● **GIVEN DATA**:

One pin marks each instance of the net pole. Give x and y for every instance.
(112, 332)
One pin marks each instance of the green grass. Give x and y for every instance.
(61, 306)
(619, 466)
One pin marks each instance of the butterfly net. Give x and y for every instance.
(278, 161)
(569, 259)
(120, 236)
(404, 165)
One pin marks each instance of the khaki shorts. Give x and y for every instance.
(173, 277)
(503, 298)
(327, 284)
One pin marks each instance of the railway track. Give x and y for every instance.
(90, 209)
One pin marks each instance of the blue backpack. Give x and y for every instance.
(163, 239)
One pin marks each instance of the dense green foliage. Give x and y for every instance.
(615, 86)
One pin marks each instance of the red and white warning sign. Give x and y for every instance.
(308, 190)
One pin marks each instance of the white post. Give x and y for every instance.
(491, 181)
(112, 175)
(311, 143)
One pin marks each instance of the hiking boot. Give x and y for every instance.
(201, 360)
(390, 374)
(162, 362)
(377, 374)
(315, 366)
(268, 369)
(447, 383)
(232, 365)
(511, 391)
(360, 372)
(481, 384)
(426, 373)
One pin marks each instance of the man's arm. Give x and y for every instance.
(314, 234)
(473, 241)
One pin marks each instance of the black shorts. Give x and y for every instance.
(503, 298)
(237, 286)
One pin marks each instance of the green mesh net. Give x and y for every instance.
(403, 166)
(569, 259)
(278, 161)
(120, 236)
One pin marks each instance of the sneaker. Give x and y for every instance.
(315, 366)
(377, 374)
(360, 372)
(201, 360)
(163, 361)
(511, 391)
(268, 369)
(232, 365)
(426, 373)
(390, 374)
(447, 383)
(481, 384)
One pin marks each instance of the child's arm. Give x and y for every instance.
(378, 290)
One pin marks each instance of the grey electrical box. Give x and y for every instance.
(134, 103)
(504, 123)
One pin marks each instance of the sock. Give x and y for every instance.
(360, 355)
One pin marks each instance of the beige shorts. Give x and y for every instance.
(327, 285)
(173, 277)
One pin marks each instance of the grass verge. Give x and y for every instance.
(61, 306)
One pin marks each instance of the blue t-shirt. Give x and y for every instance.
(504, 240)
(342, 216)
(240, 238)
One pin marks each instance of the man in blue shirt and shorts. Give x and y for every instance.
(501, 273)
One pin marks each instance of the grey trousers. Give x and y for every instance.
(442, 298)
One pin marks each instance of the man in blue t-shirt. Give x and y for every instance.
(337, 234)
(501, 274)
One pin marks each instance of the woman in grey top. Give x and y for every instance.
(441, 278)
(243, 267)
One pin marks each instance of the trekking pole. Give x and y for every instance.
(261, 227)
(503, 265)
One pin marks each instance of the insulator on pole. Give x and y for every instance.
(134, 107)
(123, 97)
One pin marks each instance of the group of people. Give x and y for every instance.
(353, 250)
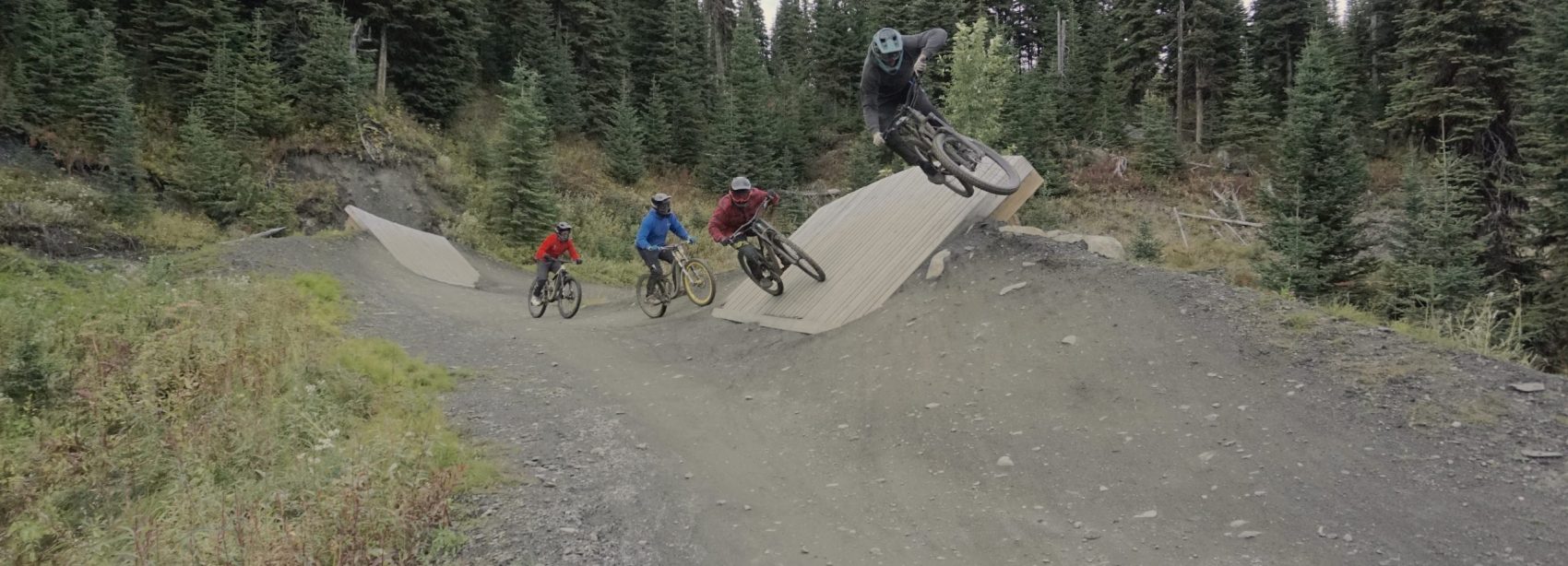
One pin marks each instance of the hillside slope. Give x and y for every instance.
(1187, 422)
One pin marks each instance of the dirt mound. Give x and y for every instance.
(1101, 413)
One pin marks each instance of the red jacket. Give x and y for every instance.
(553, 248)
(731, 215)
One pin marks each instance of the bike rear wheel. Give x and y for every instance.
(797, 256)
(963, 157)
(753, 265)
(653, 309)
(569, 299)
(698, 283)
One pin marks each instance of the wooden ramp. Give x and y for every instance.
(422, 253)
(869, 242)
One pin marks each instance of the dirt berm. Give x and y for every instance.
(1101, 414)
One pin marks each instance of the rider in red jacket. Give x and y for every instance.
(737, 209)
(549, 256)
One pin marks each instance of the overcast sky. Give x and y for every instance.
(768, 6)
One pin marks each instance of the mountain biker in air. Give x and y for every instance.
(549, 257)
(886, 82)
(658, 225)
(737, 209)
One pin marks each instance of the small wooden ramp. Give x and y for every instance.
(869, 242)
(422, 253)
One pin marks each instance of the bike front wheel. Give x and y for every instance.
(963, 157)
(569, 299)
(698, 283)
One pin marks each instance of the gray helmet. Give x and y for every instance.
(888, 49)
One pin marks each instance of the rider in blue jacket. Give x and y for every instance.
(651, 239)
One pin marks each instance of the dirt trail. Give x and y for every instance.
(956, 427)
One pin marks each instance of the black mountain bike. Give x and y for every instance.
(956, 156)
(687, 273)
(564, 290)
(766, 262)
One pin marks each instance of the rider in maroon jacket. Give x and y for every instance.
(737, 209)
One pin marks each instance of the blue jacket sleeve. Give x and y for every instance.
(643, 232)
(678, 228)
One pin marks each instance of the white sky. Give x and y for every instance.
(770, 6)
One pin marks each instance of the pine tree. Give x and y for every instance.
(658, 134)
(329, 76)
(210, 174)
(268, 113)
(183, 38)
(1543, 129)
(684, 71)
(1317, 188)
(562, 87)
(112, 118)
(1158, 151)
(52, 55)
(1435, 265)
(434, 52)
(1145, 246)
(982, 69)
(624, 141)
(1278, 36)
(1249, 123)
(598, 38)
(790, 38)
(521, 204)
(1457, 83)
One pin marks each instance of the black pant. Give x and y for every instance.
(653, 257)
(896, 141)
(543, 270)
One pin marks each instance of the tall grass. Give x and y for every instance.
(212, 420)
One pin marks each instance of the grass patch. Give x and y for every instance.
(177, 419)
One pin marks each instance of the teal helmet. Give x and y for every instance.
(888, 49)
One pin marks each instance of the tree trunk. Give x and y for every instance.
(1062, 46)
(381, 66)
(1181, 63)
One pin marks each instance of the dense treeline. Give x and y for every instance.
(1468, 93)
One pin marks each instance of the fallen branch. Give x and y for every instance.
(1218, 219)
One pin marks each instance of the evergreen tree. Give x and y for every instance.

---

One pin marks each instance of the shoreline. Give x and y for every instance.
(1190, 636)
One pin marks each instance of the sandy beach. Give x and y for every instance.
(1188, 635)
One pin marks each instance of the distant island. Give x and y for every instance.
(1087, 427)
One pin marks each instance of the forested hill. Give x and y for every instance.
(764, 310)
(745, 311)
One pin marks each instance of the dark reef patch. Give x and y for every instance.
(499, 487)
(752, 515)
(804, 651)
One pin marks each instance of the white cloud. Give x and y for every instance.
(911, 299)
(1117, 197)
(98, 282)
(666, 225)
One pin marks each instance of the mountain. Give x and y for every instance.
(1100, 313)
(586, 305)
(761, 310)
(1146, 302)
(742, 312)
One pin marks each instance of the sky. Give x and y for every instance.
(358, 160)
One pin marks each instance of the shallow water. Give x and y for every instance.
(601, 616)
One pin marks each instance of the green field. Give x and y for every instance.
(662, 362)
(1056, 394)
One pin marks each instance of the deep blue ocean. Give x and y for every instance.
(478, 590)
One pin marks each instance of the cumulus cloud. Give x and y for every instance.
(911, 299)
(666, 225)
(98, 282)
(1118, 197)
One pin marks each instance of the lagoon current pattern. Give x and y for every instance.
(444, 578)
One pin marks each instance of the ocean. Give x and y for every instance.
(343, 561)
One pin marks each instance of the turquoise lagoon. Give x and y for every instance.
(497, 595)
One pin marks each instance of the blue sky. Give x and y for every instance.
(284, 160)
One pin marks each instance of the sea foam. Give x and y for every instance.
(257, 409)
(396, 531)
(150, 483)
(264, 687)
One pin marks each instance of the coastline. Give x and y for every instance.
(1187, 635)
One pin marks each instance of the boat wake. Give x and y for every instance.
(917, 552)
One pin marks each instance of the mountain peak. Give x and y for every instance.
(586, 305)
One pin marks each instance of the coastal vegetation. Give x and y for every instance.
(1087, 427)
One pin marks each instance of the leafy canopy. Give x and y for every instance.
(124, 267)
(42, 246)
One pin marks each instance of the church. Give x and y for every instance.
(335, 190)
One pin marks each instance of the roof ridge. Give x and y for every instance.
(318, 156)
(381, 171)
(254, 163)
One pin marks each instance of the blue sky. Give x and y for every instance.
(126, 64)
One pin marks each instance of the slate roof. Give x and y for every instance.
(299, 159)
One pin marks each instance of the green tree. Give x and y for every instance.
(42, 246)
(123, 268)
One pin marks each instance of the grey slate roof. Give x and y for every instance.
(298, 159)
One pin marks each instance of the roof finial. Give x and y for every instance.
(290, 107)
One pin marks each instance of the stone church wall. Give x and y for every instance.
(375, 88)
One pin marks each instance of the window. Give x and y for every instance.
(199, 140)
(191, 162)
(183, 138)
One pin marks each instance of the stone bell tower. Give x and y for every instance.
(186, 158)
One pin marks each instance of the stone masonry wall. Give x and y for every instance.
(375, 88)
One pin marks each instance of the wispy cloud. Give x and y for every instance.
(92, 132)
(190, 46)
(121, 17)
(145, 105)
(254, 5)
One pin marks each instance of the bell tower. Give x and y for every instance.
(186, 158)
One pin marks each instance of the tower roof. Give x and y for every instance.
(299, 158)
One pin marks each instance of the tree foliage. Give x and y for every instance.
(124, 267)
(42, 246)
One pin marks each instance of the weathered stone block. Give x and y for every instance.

* * *

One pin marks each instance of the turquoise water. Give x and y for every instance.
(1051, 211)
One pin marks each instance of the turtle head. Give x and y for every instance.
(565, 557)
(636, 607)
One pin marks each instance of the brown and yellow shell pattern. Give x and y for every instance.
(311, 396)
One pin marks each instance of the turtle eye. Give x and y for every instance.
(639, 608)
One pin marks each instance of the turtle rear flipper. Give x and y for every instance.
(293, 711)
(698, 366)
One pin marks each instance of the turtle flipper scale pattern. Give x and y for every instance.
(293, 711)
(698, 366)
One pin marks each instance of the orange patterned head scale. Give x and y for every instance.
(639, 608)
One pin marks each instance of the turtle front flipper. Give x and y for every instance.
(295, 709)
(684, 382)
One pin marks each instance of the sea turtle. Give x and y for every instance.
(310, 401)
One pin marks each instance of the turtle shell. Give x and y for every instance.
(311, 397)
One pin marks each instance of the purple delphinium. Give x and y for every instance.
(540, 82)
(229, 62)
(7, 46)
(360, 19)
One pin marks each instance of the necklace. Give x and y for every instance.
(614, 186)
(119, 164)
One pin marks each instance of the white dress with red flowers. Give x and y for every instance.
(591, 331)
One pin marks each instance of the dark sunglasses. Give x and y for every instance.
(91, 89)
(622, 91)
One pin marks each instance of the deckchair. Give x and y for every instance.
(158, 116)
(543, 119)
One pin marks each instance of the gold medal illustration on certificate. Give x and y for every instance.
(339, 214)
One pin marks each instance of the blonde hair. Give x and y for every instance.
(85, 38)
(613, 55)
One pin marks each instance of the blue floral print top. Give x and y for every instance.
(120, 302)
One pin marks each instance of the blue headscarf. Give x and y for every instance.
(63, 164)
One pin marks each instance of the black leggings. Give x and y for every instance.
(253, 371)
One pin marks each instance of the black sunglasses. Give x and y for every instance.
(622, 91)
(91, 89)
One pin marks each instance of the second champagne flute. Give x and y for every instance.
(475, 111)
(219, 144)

● **PROBLEM REQUIREMENTS**: How many lines of the records contain the string "wheel"? Case matters; reply with the number alone.

● **OUTPUT BELOW**: 2